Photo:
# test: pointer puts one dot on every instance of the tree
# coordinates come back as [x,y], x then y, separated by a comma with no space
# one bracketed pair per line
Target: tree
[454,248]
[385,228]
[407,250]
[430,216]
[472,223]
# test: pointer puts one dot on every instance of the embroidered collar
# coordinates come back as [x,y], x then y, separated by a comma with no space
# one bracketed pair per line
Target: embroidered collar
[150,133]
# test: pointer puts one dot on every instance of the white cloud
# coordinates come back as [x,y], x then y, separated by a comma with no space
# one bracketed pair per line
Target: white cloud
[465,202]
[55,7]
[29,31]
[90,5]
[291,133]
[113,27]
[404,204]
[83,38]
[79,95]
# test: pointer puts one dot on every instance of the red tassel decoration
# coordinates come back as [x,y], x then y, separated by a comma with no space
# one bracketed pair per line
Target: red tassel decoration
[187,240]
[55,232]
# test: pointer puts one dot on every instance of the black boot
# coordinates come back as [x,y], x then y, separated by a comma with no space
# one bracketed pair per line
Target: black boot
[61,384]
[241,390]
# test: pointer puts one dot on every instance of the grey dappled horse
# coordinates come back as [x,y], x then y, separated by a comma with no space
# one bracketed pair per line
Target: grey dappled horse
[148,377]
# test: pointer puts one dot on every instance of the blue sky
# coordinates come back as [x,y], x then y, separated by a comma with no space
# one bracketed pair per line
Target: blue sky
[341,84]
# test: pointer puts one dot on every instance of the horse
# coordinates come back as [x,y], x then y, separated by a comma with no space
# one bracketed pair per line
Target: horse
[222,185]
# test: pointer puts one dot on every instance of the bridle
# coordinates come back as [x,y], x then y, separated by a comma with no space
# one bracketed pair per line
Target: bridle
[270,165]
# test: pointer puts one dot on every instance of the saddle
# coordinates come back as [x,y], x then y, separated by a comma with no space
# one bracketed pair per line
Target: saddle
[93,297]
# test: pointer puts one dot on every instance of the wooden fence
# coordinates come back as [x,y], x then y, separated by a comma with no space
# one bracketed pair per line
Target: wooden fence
────────
## Requisiti del compito
Ricopia senza alcuna modifica tutte le righe delle voci riportate sopra.

## Risultato
Photo:
# test: pointer puts one dot on every instance of the tree
# coordinates come back as [x,y], x then y, separated by a comma with no space
# one bracketed pair per line
Target: tree
[454,248]
[385,228]
[407,250]
[430,216]
[472,223]
# test: pointer puts one dot on every instance of the embroidered collar
# coordinates come back as [x,y], x then y, separated by a comma with no space
# one bracketed pair per line
Target: embroidered collar
[150,133]
# test: pointer puts one dot on every instance of the white cloud
# coordinates come back as [x,y], x then y, separated by a comma with no space
# one bracketed pair per line
Target: white cloud
[465,202]
[55,7]
[29,31]
[90,5]
[291,133]
[113,27]
[404,204]
[83,38]
[79,95]
# test: pointer puts one dot on every instance of the red tassel decoration
# coordinates come back as [x,y], x then y, separated by a comma with no space
# one bracketed pair per line
Target: red tassel decoration
[187,240]
[55,232]
# test: pointer puts one dot on every instance of the black boot
# coordinates come back as [x,y], x then y, separated by a comma with no space
# one bracketed pair per line
Target: black boot
[61,384]
[241,390]
# test: pointer puts one dot on every instance of the grey dappled horse
# coordinates come back as [x,y], x then y, separated by a comma with no space
# one bracketed pair per line
Target: grey dappled horse
[148,377]
# test: pointer puts one dot on every instance of the blue sky
# coordinates come back as [x,y], x then y, separated by a comma with no space
# one bracketed pair per line
Target: blue sky
[341,84]
# test: pointer puts one dot on every instance of the horse
# coordinates come back as [x,y], x then y, separated by a comma with no space
# one bracketed pair per line
Target: horse
[222,185]
# test: pointer puts one dot on every instance of the bridle
# coordinates come back as [x,y], x then y, separated by a comma with no space
# one bracketed pair per line
Target: bridle
[270,165]
# test: pointer puts one dot on every instance of the saddle
# coordinates come back as [x,y], x then y, separated by a comma with no space
# one bracketed pair per line
Target: saddle
[93,297]
# test: pointer puts one dot on every instance of the wooden fence
# coordinates come back as [x,y], x then y, separated by a comma with no space
# one bracketed pair per line
Target: wooden fence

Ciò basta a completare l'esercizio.